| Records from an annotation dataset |
━━━━━━━━

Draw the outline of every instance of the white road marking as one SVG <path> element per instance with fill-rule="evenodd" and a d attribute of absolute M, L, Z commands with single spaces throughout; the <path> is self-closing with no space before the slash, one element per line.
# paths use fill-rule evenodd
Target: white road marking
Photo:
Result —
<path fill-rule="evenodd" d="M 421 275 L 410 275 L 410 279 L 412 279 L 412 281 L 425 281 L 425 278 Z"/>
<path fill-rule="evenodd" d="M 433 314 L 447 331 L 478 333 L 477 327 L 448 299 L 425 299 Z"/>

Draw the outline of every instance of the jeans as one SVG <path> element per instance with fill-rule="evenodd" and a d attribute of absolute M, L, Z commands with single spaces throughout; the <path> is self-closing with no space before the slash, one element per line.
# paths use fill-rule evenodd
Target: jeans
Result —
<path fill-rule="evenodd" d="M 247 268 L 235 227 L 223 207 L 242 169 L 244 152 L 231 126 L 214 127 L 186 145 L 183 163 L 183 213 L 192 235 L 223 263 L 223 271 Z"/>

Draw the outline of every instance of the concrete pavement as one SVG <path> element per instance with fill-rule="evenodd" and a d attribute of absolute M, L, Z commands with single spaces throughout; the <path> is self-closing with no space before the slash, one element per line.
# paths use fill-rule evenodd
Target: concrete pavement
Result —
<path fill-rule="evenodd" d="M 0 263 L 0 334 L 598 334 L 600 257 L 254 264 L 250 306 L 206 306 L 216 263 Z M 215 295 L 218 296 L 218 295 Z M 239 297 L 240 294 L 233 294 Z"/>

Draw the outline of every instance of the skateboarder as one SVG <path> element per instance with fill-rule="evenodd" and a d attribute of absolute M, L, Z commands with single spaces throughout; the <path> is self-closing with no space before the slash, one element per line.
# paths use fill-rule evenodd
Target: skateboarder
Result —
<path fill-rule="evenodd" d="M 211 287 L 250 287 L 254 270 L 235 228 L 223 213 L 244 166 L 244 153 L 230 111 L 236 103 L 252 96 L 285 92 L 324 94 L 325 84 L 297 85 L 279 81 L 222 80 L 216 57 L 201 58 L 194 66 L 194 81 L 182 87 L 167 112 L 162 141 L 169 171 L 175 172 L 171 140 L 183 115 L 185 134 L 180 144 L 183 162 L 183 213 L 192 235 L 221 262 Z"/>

━━━━━━━━

| INSTRUCTIONS TO FOLLOW |
Print all of the data above again verbatim, line for line, with nothing changed.

| OUTPUT OF THE EXERCISE |
Draw the outline of every instance of the white road marking as one SVG <path> element per instance with fill-rule="evenodd" and a d attribute of absolute M, L, Z commands with single spaces throughout; the <path> is self-closing with no space before the slash, one element per line.
# paths use fill-rule evenodd
Target: white road marking
Photo:
Result —
<path fill-rule="evenodd" d="M 421 275 L 410 275 L 410 279 L 412 279 L 412 281 L 425 281 L 425 278 Z"/>
<path fill-rule="evenodd" d="M 433 314 L 447 331 L 478 333 L 477 327 L 448 299 L 425 299 Z"/>

Draw the outline of every instance of the jeans as one SVG <path> element per instance with fill-rule="evenodd" and a d attribute of absolute M, L, Z commands with single spaces throughout; the <path> is self-closing with no space before the slash, one element per line.
# paths use fill-rule evenodd
Target: jeans
Result —
<path fill-rule="evenodd" d="M 247 268 L 235 227 L 223 207 L 242 169 L 244 152 L 231 126 L 214 127 L 186 145 L 183 163 L 183 213 L 192 235 L 223 263 L 223 271 Z"/>

Draw the outline of every instance of the concrete pavement as one SVG <path> element per instance with fill-rule="evenodd" and a d attribute of absolute M, L, Z commands with single spaces throughout; the <path> is self-closing with no space before the slash, one element per line.
# paths use fill-rule evenodd
Target: concrete pavement
Result —
<path fill-rule="evenodd" d="M 0 263 L 0 334 L 598 334 L 600 257 L 254 264 L 250 306 L 206 306 L 216 263 Z M 215 295 L 218 296 L 218 295 Z M 239 297 L 240 294 L 233 294 Z"/>

Draw the outline of every instance of the skateboarder as one SVG <path> element per instance with fill-rule="evenodd" and a d attribute of absolute M, L, Z commands with single spaces throughout; the <path> is self-closing with no space before the slash, one element per line.
# paths use fill-rule evenodd
Target: skateboarder
Result —
<path fill-rule="evenodd" d="M 211 287 L 250 287 L 254 270 L 235 228 L 223 213 L 244 166 L 244 153 L 230 111 L 236 103 L 252 96 L 285 92 L 324 94 L 325 84 L 297 85 L 279 81 L 222 80 L 216 57 L 201 58 L 194 66 L 194 81 L 182 87 L 167 112 L 162 141 L 169 171 L 175 172 L 171 140 L 183 115 L 185 134 L 180 144 L 183 162 L 183 213 L 192 235 L 221 262 Z"/>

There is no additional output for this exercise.